2. A structural unit according to claim 1, wherein the two
half-shells are detachably connected to one another.
3. A structural unit according to claim 2, wherein the two
half-shells are detachably connected to at least one end of the
connecting element by a screw-washer joint.
4. A structural unit according to claim 1, wherein the two
half-shells are integrally formed.
5. A structural unit according to claim 1, wherein the first
electrode and/or the second electrode is detachably connected to
the connecting element.
6. A structural unit according to claim 5, wherein the connecting
element has an inner thread on at least one end thereof, and the
first electrode and/or second electrode is detachably connected by
screws to the connecting elements.
7. A structural unit according to claim 1, further comprising
spacer elements provided between the first half-shell and the first
electrode and/or between the second half-shell and the second
electrode.
8. A structural unit according to claim 7, wherein the spacer
elements are electrically conductive and are connected to one
another by an electrically conducting transverse connecting
element.
9. A structural unit according to claim 1, wherein both half-shells
comprise a plastic.
10. A structural unit according to claim 1, wherein the carrier
element comprises metal.
11. A structural unit according to claim 1, wherein the connecting
element comprises a core of copper and a sheath of titanium or a
titanium alloy.
12. A structural unit according to claim 1, wherein one of said
electrodes comprises a gas diffusion electrode.
13. A structural unit of claim 9, wherein said plastic comprises
polytetrafluoroethylene, PVDF and/or CPVC.
14. A structural unit of claim 10, wherein said metal comprises
steel.
15. A structural unit of claim 11, wherein said titanium alloy
comprises a titanium-palladium alloy or titanium-ruthenium
alloy.
16. A bipolar electrolyzer comprising a structural unit of claim
1.
17. A method for electrolysis of an aqueous solution of HCl
comprising: utilizing a structural unit comprising at least two
half shells, at least one of said half shells comprising
plastic.
18. A method for servicing an electrolyzer comprising: removing a
half shell from said electrolyzer, and repairing and/or replacing
said half shell in said electrolyzer.
= = =
▶ **The tasks**:
**1.** According to the patent claims, what is the core of the connecting element made of?
**2.** Please retype the patent claims from "14. A structural" to "in said electrolyzer.".
The listing is separate material, unrelated to the patent claims.
= = =
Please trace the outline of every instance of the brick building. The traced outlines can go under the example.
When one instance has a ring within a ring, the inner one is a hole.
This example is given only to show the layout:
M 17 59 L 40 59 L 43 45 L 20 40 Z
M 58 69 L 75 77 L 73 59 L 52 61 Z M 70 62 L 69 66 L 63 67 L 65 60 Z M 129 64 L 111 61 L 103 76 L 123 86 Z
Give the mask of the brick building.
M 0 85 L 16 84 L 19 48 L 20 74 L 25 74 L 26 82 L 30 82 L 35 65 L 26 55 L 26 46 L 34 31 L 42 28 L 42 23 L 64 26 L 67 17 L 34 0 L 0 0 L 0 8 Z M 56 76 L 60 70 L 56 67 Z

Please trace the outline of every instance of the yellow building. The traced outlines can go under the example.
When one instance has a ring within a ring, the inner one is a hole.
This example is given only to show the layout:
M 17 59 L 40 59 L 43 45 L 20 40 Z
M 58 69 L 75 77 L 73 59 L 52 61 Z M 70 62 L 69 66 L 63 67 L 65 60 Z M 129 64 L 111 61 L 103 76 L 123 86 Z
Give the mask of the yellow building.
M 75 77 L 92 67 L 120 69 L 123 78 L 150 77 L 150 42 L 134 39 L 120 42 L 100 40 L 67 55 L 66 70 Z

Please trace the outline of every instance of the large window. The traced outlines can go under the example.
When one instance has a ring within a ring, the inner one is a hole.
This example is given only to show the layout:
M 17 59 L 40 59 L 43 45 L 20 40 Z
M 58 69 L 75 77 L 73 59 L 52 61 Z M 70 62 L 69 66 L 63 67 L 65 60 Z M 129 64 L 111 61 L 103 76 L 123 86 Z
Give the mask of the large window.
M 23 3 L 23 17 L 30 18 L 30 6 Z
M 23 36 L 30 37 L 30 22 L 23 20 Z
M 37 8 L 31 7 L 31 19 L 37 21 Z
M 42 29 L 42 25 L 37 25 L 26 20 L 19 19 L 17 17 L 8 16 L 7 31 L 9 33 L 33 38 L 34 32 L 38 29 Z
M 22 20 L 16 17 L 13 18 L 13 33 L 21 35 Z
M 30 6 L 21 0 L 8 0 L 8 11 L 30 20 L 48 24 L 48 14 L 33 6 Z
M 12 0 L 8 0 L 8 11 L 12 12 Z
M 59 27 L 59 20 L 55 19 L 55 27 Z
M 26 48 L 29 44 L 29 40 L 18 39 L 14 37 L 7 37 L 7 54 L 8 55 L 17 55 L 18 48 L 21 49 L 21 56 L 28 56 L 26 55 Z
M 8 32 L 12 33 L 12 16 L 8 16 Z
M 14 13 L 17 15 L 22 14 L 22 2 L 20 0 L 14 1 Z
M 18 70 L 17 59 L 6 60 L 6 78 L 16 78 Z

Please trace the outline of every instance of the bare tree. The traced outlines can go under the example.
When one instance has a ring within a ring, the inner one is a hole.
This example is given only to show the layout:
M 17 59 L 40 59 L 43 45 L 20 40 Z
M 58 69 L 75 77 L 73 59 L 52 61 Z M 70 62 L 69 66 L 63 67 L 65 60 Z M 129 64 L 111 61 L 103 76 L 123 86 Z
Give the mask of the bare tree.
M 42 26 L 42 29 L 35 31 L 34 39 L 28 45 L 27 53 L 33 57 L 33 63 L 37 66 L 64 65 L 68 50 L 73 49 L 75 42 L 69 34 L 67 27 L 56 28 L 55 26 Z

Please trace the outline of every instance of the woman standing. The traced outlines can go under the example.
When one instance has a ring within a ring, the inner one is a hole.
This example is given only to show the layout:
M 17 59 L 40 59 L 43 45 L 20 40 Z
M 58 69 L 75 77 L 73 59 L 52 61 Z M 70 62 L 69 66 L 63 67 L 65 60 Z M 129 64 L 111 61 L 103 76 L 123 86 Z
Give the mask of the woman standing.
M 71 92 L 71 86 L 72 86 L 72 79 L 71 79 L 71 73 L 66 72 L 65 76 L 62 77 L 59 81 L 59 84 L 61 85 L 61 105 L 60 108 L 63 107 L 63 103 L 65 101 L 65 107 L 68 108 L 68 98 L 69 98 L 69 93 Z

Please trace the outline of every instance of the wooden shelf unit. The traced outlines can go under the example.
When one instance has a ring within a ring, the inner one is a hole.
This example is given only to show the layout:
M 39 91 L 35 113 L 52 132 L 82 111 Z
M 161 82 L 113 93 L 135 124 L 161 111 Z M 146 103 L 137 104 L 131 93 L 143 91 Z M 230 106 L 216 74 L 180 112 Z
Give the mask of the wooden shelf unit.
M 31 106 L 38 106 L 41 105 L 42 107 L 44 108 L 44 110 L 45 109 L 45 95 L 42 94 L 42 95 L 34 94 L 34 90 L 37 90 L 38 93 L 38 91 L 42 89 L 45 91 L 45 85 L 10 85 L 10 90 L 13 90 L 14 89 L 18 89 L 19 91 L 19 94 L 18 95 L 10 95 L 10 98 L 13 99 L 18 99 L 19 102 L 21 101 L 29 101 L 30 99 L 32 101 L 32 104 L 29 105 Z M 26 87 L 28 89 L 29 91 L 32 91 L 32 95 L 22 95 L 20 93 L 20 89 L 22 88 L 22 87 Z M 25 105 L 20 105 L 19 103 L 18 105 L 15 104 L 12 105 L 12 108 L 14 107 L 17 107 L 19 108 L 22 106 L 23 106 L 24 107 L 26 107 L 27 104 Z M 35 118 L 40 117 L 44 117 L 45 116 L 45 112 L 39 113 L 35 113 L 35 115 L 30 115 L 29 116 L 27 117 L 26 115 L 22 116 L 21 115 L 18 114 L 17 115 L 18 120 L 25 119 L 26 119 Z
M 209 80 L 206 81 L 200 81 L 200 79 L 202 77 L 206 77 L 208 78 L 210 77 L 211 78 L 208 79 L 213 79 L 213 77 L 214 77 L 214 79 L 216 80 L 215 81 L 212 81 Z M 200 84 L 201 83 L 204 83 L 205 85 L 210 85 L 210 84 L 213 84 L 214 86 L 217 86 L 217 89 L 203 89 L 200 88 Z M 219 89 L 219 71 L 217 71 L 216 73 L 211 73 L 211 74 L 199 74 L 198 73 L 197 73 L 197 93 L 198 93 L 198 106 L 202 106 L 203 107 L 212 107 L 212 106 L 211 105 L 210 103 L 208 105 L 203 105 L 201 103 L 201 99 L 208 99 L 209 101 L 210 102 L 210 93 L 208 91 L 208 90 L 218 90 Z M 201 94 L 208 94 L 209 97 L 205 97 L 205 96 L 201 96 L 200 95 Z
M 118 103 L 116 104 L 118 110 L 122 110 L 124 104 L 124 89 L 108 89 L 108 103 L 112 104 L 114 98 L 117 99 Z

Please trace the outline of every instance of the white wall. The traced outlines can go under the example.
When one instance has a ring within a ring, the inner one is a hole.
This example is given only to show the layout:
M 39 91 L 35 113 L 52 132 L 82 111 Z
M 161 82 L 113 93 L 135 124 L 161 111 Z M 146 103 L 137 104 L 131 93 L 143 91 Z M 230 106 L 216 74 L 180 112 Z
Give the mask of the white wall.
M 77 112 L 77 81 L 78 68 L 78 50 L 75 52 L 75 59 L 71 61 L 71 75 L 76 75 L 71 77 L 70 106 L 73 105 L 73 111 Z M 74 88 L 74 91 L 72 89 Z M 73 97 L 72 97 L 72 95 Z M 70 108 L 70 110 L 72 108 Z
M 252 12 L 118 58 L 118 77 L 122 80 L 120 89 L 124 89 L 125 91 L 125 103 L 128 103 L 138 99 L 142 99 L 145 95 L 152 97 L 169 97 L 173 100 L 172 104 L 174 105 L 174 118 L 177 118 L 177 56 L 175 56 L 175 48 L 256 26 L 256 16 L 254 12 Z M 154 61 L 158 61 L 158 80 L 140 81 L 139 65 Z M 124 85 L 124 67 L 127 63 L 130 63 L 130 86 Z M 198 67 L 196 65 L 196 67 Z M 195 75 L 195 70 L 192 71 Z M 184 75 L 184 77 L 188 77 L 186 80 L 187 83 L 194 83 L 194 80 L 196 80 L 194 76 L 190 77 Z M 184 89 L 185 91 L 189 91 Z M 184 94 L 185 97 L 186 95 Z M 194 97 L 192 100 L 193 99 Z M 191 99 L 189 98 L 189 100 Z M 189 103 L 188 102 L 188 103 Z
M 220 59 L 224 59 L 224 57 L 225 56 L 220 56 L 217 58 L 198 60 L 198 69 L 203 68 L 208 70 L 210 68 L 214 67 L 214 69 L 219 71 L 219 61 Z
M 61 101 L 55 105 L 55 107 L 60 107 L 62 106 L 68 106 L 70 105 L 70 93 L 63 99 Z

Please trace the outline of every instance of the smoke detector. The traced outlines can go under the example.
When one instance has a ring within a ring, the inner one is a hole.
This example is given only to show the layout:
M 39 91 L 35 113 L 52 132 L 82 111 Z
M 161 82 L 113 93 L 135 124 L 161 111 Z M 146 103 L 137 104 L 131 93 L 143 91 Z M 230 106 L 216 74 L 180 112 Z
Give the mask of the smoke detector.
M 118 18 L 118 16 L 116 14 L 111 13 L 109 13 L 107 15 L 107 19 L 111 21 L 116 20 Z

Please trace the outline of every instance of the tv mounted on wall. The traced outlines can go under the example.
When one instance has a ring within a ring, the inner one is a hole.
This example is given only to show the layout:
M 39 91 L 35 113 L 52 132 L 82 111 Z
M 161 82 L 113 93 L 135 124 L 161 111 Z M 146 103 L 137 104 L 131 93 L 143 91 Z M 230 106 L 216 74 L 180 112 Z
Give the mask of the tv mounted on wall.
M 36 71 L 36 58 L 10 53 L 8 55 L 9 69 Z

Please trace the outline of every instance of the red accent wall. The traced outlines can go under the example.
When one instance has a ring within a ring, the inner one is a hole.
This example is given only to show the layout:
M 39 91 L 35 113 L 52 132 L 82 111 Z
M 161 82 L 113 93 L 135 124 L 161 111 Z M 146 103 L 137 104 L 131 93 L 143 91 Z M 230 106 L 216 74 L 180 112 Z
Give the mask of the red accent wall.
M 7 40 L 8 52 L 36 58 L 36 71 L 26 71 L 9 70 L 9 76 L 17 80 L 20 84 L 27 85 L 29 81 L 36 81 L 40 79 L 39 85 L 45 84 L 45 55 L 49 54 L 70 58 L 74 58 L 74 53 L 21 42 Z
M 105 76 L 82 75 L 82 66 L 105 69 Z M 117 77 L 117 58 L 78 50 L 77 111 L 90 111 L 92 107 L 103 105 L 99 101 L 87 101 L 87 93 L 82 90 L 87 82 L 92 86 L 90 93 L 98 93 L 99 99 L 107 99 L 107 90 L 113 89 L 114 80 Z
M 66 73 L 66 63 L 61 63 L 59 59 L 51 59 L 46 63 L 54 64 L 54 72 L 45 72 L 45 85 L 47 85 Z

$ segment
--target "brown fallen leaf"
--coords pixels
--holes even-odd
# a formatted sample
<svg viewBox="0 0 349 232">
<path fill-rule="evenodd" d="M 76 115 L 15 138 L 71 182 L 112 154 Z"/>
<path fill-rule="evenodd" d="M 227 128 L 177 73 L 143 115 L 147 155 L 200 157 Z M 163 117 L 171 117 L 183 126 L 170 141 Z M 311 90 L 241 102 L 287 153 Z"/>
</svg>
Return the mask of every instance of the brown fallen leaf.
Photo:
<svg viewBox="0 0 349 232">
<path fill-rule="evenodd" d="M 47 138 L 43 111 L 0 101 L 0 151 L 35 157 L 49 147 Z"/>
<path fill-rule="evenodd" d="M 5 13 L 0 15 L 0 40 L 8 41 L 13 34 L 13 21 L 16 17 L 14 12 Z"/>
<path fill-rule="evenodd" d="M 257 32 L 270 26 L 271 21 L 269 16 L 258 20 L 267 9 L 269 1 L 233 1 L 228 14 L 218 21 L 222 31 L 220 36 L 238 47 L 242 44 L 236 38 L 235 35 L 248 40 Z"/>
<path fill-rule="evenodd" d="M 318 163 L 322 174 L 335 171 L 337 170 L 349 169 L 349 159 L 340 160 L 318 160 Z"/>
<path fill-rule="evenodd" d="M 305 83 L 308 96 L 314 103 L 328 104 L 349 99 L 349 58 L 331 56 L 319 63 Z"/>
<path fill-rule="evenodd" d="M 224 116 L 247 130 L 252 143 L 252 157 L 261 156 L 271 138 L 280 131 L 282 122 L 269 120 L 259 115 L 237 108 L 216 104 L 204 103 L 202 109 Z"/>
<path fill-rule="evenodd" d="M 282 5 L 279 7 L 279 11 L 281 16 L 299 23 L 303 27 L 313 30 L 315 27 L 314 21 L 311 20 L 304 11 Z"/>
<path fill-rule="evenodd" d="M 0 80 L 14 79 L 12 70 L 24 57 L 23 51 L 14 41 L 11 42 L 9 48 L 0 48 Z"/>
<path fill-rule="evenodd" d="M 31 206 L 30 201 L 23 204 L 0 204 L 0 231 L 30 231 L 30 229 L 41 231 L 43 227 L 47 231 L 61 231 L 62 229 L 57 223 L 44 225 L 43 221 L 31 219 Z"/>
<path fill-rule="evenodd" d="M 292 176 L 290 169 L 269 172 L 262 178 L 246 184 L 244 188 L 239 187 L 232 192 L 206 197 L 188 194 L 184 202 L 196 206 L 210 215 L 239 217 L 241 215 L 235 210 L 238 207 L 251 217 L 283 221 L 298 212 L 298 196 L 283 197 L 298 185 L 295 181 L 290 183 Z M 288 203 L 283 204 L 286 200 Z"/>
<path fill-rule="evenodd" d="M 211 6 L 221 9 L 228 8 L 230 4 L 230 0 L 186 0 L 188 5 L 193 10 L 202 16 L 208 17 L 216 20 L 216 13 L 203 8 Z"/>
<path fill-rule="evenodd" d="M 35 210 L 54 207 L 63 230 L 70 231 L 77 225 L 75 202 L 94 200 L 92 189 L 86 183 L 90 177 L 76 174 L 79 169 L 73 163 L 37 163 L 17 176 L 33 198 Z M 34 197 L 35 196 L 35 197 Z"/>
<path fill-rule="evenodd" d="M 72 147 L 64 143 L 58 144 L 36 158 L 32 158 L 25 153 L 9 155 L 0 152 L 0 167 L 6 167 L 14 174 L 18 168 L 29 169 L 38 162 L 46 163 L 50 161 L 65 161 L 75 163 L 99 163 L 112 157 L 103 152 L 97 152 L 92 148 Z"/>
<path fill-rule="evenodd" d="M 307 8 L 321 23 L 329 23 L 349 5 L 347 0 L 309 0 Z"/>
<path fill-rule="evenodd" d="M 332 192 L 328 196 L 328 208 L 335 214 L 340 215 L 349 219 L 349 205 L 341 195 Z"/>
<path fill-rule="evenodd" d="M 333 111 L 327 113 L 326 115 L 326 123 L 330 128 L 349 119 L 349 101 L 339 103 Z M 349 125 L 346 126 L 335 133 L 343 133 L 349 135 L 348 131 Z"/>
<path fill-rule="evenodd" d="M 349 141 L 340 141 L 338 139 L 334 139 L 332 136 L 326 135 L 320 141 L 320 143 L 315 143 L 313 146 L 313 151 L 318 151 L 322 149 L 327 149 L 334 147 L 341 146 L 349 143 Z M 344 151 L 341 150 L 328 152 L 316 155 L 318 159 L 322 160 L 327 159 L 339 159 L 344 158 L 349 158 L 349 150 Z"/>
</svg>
= = =
▶ **Answers to the problems**:
**1.** Copper.

**2.**
14. A structural unit of claim 10, wherein said metal comprises
steel.
15. A structural unit of claim 11, wherein said titanium alloy
comprises a titanium-palladium alloy or titanium-ruthenium
alloy.
16. A bipolar electrolyzer comprising a structural unit of claim
1.
17. A method for electrolysis of an aqueous solution of HCl
comprising: utilizing a structural unit comprising at least two
half shells, at least one of said half shells comprising
plastic.
18. A method for servicing an electrolyzer comprising: removing a
half shell from said electrolyzer, and repairing and/or replacing
said half shell in said electrolyzer.